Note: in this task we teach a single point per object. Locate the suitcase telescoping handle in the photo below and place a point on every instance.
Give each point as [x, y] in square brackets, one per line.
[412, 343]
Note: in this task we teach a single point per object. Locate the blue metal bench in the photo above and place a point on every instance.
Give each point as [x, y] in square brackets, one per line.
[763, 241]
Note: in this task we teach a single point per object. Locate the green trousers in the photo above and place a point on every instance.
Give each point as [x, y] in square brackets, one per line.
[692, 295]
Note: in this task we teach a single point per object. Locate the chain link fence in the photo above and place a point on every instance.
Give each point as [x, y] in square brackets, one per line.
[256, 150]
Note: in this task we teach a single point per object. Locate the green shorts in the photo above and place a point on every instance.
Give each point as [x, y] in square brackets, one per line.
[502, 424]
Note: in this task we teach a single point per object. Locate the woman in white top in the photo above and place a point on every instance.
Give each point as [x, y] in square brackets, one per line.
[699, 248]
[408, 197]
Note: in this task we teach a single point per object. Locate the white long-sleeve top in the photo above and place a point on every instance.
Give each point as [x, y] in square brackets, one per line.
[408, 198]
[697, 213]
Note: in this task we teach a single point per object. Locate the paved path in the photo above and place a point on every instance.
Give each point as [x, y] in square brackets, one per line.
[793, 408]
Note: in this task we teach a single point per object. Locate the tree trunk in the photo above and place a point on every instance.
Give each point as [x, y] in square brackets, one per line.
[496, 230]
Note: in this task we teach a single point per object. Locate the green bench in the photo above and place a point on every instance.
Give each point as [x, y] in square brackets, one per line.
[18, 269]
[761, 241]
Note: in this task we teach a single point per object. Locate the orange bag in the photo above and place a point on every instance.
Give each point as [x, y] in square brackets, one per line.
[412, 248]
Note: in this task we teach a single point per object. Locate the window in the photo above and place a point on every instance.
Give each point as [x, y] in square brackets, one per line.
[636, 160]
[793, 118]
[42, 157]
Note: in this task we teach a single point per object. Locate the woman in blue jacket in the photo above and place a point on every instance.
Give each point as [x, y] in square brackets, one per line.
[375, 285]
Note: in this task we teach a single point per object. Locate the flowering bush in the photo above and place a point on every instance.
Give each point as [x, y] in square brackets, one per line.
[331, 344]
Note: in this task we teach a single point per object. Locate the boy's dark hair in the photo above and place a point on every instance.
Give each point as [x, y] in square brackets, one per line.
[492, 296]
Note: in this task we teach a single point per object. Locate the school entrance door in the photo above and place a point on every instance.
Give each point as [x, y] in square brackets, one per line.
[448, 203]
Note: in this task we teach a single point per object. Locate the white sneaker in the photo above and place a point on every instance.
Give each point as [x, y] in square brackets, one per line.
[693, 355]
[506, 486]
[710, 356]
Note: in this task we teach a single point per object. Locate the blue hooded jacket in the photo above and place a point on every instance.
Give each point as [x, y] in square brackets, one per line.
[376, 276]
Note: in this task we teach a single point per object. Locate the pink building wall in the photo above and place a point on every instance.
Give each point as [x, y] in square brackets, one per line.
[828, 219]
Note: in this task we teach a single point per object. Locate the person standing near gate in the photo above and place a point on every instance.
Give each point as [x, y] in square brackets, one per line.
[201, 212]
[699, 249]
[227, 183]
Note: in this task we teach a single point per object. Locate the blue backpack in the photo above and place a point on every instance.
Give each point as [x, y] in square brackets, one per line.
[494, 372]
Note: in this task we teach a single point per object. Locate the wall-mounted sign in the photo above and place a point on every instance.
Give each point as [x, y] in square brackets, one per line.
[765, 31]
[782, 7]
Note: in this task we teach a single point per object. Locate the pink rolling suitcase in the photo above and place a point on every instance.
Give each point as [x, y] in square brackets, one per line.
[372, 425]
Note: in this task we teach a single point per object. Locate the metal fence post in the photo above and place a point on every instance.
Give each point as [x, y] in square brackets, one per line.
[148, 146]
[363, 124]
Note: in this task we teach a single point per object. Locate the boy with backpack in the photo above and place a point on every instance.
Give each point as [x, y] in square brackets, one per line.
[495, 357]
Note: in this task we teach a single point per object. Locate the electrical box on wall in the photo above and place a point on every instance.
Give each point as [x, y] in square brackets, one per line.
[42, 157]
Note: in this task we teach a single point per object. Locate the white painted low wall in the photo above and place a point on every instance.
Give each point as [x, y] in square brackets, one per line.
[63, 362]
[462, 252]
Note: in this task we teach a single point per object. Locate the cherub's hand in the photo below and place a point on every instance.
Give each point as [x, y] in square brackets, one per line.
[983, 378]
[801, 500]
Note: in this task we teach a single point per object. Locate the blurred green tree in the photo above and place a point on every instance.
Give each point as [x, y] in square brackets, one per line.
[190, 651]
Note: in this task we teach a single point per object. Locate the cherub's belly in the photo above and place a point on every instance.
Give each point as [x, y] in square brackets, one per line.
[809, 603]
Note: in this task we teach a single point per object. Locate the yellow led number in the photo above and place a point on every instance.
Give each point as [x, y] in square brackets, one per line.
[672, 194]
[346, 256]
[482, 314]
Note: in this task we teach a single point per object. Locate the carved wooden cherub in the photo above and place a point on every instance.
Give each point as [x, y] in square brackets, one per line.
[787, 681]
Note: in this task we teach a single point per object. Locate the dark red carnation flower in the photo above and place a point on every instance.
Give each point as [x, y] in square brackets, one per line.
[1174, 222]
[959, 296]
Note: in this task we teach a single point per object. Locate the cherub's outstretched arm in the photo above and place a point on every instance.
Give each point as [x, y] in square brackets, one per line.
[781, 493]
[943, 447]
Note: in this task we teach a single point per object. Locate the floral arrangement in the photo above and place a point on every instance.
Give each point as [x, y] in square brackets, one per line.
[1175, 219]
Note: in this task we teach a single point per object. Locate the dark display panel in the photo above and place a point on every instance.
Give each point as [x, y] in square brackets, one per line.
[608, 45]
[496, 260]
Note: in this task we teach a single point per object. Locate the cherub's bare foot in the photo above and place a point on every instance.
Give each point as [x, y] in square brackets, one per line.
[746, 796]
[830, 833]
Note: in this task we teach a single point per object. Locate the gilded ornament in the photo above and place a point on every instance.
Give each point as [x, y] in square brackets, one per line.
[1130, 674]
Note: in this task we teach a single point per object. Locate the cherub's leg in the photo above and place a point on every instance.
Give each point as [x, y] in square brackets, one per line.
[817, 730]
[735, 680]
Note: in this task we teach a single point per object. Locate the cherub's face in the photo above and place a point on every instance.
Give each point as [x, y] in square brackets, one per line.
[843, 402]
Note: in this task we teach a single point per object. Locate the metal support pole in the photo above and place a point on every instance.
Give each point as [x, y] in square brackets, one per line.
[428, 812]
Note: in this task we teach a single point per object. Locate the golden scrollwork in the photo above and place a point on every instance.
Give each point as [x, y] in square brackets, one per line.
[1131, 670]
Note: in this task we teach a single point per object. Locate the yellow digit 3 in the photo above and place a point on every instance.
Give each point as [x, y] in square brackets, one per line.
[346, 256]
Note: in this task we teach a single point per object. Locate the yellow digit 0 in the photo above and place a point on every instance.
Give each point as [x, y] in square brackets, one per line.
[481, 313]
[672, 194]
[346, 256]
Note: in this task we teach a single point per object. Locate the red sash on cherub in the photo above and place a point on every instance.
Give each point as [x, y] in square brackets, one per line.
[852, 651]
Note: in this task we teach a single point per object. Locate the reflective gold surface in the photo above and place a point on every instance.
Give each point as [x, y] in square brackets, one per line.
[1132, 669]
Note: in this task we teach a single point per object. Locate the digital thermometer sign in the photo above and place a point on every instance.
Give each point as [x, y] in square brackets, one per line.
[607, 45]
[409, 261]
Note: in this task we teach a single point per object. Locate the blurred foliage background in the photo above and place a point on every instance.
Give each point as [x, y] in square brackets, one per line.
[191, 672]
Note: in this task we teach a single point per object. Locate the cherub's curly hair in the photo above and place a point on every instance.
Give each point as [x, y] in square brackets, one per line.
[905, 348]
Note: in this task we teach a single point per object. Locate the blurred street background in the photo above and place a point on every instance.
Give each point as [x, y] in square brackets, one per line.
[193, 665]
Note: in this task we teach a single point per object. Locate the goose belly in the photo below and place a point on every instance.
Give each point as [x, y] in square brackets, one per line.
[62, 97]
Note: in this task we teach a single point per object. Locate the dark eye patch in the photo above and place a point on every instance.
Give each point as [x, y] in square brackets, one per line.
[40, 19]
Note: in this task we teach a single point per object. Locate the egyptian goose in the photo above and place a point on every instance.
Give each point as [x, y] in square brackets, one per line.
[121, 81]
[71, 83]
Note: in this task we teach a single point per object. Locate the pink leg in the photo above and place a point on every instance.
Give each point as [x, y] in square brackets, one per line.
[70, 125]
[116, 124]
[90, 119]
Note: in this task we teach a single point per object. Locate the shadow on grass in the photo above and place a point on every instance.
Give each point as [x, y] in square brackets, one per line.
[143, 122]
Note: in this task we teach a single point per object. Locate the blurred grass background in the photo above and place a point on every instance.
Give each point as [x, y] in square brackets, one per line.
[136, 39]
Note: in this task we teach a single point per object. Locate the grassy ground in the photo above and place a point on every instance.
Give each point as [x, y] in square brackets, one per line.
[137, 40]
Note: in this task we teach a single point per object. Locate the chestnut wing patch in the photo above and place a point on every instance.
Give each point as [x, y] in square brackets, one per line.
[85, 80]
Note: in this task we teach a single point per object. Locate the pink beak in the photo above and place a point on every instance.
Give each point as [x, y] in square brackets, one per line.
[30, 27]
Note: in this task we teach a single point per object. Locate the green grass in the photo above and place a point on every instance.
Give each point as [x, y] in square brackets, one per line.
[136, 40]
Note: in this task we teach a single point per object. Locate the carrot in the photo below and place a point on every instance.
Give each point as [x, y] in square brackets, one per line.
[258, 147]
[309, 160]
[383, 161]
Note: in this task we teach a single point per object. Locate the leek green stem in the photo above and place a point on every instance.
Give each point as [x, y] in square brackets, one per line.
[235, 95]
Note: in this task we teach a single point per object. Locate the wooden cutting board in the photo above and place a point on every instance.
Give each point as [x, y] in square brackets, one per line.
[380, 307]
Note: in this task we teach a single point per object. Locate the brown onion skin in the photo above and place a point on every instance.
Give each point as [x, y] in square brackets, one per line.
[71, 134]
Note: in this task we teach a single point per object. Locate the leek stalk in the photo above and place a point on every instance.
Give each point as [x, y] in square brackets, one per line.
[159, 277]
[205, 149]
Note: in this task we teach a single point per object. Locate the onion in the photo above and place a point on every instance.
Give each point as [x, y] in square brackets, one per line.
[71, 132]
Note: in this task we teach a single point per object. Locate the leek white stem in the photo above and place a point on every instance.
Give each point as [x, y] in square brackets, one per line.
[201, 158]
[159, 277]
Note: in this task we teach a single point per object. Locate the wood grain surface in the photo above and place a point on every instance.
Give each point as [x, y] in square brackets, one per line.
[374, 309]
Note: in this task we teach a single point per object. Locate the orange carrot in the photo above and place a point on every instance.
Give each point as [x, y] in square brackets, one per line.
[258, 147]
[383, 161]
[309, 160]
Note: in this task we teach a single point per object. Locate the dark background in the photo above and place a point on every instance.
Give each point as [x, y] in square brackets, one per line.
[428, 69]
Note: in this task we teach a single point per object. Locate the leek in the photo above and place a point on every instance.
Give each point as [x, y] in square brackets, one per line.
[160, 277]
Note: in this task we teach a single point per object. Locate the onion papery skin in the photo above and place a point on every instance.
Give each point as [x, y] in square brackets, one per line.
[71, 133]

[Problem description]: Find the line containing "the leek stalk". Reproduce it exactly, along with every line after it through the last.

[Answer below]:
Note: in this task we teach a single point per object. Locate the leek stalk in the photo above and place a point on every instance.
Give each point as [x, y] in square brackets, one per line.
[159, 277]
[205, 149]
Note: in this task we teach a single point per object. Locate the onion in the photo above and place a point on every instance.
Give each point as [x, y] in square brackets, one per line.
[71, 132]
Note: in this task we teach a single point per object. Locate the leek white stem in the photo above and place a point on every instance.
Give each point as [x, y] in square brackets, one per line.
[201, 158]
[159, 277]
Note: in this task we teach a single point per object. Locate the wood grain surface in the photo above and place a point on every instance.
Give each point as [x, y] in square brackets, one per line.
[374, 309]
Note: in this task we teach a single point per object. Locate the orange carrot in the photo above and place a point on every instance.
Give each point as [x, y] in square brackets, one per line.
[258, 147]
[383, 161]
[309, 160]
Note: in this task we teach a single point per object. Locate the dark background in the photo above and place a point on every instance.
Give each point as [x, y] in square brackets, one per line.
[428, 69]
Note: in this task we teach a single point per object. Locate the leek in the photo above and place a point on every instance.
Give each point as [x, y] in square brackets, one per line.
[160, 277]
Note: in this task we teach a single point per object. Locate the onion papery skin in the photo above and place a point on every instance.
Give each point as [x, y] in square brackets, one per line.
[71, 133]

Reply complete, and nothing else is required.